Payment of Filing Fee (Check the appropriate box):
 
/X/  No fee required

/ /  Fee computed on table below per Exchange Act Rules 14a-6(i)(1) 
     and 0-11

    (1) Title of each class of securities to which transaction applies:

        ------------------------------------------------------------------------
    (2) Aggregate number of securities to which transaction applies:

        ------------------------------------------------------------------------
    (3) Per unit price or other underlying value of transaction computed
        pursuant to Exchange Act Rule 0-11 (set forth the amount on which the
        filing fee is calculated and state how it was determined):

        ------------------------------------------------------------------------
    (4) Proposed maximum aggregate value of transaction:

        ------------------------------------------------------------------------
    (5) Total fee paid:

        ------------------------------------------------------------------------

/ / Fee paid previously with preliminary materials.

/ / Check box if any part of the fee is offset as provided by Exchange Act Rule
    0-11(a)(2) and identify the filing for which the offsetting fee was paid
    previously. Identify the previous filing by registration statement number,
    or the Form or Schedule and the date of its filing.

    (1) Amount Previously Paid:

        ------------------------------------------------------------------------
    (2) Form, Schedule or Registration Statement No.:

        ------------------------------------------------------------------------
    (3) Filing Party:

        ------------------------------------------------------------------------
    (4) Date Filed:

        ------------------------------------------------------------------------

<PAGE>
   [LOGO]
                                                                     ECOLAB INC.
- --------------------------------------------------------------------------------
Ecolab Center
370 N. Wabasha Street
St. Paul, Minnesota 55102
612/293-2233
 
                                                              September 19, 1997
 
DEAR FELLOW STOCKHOLDER:
 
Your Board of Directors has called a Special Meeting of Stockholders, to be held
at 9:00 a.m. on Wednesday, October 22, 1997, at Ecolab Center, 370 N. Wabasha
St., St. Paul, Minnesota 55102. The sole purpose of the meeting is to approve an
increase in Ecolab's authorized Common Stock as more fully described in the
Notice of the Special Meeting and the Proxy Statement that follow. We urge you
to read both carefully.
 
If you will not be able to attend the meeting, we encourage you to exercise your
right as a stockholder and vote. Please sign, date and promptly return the
accompanying proxy card using the enclosed self-addressed envelope.
 
Sincerely,
 
[SIGNATURE]                               [SIGNATURE]
Allan L. Schuman                          Michael E. Shannon
President and Chief Executive Officer     Chairman of the Board
 
        YOUR VOTE IS IMPORTANT. PLEASE COMPLETE AND RETURN  THE
                    ACCOMPANYING PROXY AS SOON AS POSSIBLE.

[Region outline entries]
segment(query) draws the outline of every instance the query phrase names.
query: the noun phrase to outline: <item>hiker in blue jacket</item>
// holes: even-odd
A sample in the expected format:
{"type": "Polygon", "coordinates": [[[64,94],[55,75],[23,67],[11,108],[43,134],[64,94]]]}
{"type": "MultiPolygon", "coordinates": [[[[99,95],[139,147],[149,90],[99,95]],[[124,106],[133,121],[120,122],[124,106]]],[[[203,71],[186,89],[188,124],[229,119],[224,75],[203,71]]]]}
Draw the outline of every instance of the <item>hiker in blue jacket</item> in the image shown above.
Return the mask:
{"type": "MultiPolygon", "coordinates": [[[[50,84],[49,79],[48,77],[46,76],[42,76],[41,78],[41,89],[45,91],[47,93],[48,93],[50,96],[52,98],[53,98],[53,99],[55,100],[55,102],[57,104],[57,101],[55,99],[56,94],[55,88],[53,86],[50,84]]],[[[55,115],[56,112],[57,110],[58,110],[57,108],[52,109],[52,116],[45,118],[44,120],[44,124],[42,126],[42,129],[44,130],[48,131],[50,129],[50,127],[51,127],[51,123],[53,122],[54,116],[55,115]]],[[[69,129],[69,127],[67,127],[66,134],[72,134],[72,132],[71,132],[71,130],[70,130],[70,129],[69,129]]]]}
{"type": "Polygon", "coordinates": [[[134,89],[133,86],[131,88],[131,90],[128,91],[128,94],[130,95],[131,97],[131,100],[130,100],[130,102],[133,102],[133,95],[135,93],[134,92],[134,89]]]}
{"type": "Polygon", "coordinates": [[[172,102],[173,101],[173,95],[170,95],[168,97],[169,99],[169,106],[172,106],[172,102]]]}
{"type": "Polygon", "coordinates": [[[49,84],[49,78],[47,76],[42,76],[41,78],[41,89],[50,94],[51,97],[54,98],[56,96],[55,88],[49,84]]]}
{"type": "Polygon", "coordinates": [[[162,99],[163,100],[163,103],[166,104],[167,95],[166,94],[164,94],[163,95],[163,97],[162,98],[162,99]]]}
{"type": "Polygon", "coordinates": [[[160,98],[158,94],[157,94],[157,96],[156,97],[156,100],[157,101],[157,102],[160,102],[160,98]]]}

**EXERCISE SET**
1 – Summarize the Ecolab filing in two sentences.
2 – From the Ecolab filing, extract the passage starting with "If you will" and going on through "SOON AS POSSIBLE.".
3 – Who signed the Ecolab filing's letter as Chairman of the Board?
These lines are separate material, not part of the Ecolab filing.

**PROBLEM SOLUTIONS**
1 – The Ecolab filing indicates that no filing fee is required. In a letter dated September 19, 1997, Ecolab's Board of Directors calls a Special Meeting of Stockholders for October 22, 1997, at Ecolab Center in St. Paul, Minnesota, solely to approve an increase in the company's authorized Common Stock, and asks stockholders who cannot attend to sign, date and return the proxy card.

2 –
If you will not be able to attend the meeting, we encourage you to exercise your
right as a stockholder and vote. Please sign, date and promptly return the
accompanying proxy card using the enclosed self-addressed envelope.
 
Sincerely,
 
[SIGNATURE]                               [SIGNATURE]
Allan L. Schuman                          Michael E. Shannon
President and Chief Executive Officer     Chairman of the Board
 
        YOUR VOTE IS IMPORTANT. PLEASE COMPLETE AND RETURN  THE
                    ACCOMPANYING PROXY AS SOON AS POSSIBLE.

3 – Michael E. Shannon